» TASK TO COMPLETE: Beginning with the line where "of the man's" appears, repeat every remaining line of the entries exactly, the last line included.

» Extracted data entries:
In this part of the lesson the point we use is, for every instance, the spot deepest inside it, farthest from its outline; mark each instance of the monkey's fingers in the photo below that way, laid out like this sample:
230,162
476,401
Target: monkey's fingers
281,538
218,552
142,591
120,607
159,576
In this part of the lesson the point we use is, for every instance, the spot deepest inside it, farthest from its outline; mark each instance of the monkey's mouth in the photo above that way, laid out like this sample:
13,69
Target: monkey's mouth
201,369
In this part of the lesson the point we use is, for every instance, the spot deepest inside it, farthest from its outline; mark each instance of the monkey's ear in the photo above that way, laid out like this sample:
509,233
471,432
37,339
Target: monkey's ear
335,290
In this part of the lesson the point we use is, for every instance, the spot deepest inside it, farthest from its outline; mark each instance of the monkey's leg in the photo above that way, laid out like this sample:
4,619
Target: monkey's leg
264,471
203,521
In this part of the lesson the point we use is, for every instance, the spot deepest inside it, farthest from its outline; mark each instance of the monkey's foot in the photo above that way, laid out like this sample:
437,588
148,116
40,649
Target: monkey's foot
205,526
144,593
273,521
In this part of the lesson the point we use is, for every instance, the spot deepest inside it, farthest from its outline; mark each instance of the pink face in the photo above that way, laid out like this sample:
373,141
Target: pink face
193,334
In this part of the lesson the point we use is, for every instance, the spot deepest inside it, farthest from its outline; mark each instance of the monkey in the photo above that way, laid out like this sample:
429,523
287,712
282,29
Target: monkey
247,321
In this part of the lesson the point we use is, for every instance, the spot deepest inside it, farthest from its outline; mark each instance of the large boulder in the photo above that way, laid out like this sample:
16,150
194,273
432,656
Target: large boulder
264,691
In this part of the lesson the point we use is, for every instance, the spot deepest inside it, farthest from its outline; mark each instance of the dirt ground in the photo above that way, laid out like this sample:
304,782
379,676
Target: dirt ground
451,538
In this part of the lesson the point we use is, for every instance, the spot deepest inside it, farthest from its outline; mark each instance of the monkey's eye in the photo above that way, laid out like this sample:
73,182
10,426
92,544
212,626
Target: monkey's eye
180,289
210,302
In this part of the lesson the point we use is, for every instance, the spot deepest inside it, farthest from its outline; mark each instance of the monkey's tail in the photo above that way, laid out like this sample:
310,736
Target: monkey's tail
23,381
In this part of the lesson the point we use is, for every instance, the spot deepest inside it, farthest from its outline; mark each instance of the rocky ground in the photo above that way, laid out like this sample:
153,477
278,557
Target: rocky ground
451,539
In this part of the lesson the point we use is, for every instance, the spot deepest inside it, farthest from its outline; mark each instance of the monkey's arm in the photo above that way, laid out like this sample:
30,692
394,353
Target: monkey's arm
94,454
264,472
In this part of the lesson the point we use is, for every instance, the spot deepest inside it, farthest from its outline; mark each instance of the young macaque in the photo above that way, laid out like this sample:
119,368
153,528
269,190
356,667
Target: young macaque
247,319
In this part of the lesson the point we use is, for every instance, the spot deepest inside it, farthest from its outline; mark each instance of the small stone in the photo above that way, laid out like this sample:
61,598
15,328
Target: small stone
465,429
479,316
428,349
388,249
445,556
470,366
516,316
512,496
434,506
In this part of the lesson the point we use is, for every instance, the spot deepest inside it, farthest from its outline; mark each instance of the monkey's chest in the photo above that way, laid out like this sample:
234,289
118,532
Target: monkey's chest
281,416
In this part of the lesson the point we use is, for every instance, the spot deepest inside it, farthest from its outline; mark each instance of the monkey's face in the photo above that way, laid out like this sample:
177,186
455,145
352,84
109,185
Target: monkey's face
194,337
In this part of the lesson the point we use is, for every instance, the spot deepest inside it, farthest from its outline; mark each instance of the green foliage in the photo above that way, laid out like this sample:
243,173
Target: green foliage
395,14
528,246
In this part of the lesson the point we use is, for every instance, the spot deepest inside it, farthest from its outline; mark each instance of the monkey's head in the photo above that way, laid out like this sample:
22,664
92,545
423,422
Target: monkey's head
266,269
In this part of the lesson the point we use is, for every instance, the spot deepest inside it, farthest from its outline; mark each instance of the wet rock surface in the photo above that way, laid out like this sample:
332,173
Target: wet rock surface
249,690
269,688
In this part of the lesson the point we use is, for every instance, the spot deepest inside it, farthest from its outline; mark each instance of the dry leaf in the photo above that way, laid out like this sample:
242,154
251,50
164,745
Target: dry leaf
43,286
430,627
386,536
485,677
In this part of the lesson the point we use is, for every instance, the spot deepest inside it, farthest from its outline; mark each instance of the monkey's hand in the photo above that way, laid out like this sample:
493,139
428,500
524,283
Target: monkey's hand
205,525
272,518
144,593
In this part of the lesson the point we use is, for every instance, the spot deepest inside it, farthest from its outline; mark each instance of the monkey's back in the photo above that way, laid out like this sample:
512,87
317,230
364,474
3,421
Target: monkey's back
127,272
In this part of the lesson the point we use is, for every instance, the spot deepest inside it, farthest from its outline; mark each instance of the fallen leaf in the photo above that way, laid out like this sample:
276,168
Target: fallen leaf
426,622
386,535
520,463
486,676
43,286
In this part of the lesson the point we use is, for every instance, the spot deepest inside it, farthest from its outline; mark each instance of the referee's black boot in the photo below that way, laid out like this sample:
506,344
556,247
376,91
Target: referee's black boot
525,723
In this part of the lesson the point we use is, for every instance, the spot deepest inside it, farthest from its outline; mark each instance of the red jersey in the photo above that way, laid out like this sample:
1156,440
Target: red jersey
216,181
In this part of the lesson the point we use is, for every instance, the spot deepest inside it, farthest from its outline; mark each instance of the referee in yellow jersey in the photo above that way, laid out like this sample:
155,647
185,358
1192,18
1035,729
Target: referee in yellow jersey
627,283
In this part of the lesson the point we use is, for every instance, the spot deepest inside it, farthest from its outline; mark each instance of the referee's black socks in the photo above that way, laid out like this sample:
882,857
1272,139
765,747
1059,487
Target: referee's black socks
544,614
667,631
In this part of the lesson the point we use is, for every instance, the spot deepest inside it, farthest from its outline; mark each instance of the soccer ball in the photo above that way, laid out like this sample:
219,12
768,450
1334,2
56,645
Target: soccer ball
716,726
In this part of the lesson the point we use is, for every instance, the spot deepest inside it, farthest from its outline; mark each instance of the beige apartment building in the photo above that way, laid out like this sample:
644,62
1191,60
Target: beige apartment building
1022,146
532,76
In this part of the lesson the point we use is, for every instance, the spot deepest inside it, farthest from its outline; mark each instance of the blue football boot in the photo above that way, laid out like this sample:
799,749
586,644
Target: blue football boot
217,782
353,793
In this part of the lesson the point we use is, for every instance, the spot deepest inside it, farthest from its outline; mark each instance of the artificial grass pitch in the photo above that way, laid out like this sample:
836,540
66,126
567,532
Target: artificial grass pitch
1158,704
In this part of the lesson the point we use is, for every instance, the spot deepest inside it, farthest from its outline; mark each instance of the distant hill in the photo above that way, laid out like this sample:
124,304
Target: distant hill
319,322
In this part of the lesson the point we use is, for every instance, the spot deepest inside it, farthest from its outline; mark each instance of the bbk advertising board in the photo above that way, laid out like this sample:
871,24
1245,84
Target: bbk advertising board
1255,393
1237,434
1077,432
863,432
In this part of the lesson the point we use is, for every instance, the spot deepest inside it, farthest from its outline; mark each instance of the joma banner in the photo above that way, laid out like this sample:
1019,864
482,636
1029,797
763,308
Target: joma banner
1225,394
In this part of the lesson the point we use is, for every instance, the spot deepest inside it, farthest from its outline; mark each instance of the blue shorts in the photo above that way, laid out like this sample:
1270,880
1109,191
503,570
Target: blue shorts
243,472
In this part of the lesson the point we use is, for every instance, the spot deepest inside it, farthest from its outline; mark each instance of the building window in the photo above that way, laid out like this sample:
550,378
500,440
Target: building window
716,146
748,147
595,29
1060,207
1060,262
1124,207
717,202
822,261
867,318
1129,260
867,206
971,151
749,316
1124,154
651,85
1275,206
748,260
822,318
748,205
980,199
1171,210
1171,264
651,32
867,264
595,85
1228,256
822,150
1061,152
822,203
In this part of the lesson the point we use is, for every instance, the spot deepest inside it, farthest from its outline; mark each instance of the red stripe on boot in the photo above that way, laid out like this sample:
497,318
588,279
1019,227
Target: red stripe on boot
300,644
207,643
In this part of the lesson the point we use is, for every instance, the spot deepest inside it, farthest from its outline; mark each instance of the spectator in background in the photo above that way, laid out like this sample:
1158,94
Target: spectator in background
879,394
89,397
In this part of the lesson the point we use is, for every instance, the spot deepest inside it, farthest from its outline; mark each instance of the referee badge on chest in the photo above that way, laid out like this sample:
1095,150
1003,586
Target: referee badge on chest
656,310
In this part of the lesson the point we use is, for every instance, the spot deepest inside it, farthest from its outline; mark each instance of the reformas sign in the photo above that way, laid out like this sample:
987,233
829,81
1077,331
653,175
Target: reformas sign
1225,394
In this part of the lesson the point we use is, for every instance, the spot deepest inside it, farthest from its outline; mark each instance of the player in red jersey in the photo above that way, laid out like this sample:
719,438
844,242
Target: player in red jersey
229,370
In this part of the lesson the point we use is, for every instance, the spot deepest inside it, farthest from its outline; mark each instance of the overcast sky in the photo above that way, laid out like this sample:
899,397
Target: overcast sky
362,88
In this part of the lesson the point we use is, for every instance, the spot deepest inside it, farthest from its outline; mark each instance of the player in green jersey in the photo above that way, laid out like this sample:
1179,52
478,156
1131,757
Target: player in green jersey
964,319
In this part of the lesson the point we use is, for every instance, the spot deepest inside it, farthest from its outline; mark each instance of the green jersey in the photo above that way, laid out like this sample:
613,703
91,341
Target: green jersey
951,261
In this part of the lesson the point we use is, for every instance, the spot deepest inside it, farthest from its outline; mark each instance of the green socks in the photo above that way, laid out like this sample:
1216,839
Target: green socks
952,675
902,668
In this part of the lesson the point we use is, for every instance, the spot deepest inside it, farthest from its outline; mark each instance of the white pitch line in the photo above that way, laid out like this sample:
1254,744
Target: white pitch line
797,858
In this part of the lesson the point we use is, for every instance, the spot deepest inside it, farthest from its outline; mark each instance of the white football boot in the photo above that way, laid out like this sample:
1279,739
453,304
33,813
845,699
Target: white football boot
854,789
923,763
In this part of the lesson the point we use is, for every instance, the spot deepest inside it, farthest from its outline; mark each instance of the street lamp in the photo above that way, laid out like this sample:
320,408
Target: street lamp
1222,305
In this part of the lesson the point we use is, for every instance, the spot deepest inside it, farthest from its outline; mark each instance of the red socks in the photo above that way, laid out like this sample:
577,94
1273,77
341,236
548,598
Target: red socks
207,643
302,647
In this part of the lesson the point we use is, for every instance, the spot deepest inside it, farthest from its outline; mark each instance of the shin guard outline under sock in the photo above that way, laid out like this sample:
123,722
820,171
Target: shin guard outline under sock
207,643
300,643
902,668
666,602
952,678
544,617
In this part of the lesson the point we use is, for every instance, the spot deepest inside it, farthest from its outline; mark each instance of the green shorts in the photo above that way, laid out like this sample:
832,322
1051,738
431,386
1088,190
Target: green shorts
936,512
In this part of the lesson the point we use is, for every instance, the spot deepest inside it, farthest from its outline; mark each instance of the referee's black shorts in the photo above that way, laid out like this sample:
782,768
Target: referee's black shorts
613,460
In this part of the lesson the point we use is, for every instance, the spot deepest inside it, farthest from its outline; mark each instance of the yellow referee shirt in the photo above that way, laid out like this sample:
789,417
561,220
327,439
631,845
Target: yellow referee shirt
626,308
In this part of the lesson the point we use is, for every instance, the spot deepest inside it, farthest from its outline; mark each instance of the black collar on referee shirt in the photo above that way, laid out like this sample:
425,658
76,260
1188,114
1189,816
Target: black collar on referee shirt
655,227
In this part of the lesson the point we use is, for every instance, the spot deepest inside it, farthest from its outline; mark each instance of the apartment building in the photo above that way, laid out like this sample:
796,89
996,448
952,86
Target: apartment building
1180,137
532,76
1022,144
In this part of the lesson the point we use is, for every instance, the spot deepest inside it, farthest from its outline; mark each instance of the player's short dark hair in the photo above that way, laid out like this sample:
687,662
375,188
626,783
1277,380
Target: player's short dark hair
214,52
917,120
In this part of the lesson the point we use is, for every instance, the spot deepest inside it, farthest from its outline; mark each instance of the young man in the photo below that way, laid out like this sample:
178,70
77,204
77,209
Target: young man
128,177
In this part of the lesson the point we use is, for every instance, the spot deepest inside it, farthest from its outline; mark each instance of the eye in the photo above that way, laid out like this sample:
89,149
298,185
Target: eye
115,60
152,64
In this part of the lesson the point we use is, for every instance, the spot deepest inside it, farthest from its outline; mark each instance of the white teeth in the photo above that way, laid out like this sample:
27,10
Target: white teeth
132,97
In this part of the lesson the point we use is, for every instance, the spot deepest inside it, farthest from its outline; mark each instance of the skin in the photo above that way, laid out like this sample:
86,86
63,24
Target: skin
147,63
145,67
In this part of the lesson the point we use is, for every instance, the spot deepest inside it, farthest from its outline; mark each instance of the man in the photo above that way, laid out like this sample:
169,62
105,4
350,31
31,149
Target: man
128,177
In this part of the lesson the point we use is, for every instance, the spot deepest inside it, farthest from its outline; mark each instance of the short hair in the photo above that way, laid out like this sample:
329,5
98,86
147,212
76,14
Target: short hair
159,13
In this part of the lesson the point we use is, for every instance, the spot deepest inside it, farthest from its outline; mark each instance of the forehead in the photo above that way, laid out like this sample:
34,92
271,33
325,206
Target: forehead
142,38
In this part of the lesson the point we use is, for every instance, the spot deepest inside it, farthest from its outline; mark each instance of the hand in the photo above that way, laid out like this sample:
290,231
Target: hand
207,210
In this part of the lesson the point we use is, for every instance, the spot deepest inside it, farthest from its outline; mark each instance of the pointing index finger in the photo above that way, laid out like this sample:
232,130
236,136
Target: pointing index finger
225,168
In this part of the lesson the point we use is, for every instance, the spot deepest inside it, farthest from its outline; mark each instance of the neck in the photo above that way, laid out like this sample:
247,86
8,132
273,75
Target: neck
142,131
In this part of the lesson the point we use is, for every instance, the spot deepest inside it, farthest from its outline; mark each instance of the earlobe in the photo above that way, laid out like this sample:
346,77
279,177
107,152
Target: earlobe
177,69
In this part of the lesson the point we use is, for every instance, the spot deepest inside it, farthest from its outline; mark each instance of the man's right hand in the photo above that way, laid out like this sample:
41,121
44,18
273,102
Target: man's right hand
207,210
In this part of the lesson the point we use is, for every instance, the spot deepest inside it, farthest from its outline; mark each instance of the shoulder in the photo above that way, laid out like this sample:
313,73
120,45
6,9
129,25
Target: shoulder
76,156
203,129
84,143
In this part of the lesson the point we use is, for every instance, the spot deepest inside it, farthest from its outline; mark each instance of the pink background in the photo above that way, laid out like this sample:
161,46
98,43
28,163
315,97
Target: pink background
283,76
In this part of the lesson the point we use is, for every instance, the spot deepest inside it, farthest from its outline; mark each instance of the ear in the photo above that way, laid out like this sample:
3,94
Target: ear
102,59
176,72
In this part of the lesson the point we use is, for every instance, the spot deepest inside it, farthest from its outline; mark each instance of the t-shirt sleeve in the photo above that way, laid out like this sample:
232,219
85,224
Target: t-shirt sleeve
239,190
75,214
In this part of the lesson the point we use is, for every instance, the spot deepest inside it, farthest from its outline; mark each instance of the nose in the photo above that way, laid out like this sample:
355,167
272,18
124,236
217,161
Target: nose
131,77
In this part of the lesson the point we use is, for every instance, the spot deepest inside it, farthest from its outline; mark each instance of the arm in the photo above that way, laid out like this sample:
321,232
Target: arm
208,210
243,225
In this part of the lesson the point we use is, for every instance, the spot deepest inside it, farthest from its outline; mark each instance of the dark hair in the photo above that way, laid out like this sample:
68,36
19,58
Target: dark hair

» THE REPLY:
In this part of the lesson the point we use is, for every instance, the spot deepest inside it, farthest from its outline; mark each instance of the man's right hand in the photo above that way, laid out like this sample:
41,121
44,18
273,102
Target: man's right hand
207,210
In this part of the lesson the point we use is, for every instance, the spot deepest inside it, farthest from its outline; mark each instance of the shoulder in the photo above that way, laid out like this sample:
313,73
120,45
6,9
129,25
Target: shoulder
76,156
203,129
84,143
In this part of the lesson the point we use is, for every instance, the spot deepest inside it, farthest from its outline; mark each instance of the pink background in the photo above that way, laid out like this sample:
161,46
98,43
28,163
315,97
Target: pink background
283,76
In this part of the lesson the point we use is, for every instance, the spot deepest inside it, farthest from its outline; mark each instance of the ear in the photo above that way, laid out like this sample:
3,94
Target: ear
102,59
176,72
In this part of the lesson the point we use is, for every instance, the spot deepest inside it, farthest from its outline; mark each instance of the t-shirt sleeve in the photo above that way, laid out like this sample:
232,219
85,224
Target: t-shirt sleeve
239,190
75,214
In this part of the lesson the point we use is, for every instance, the spot deepest inside it, farthest from its outline; mark each instance of the nose in the photo above that way, laid out like this sample:
355,167
272,18
124,236
217,161
Target: nose
131,77
In this part of the lesson the point we use is, for every instance, the spot deepest inside it, farthest from its outline; mark each instance of the arm in the photo above that way, laid out like this sample:
321,232
Target: arm
208,210
243,225
In this part of the lesson the point we use is, for every instance, the spot deepest inside it, farthest from its outline; mark each instance of the dark hair in the photo above that way, laid out like this sample:
68,36
19,58
Target: dark hair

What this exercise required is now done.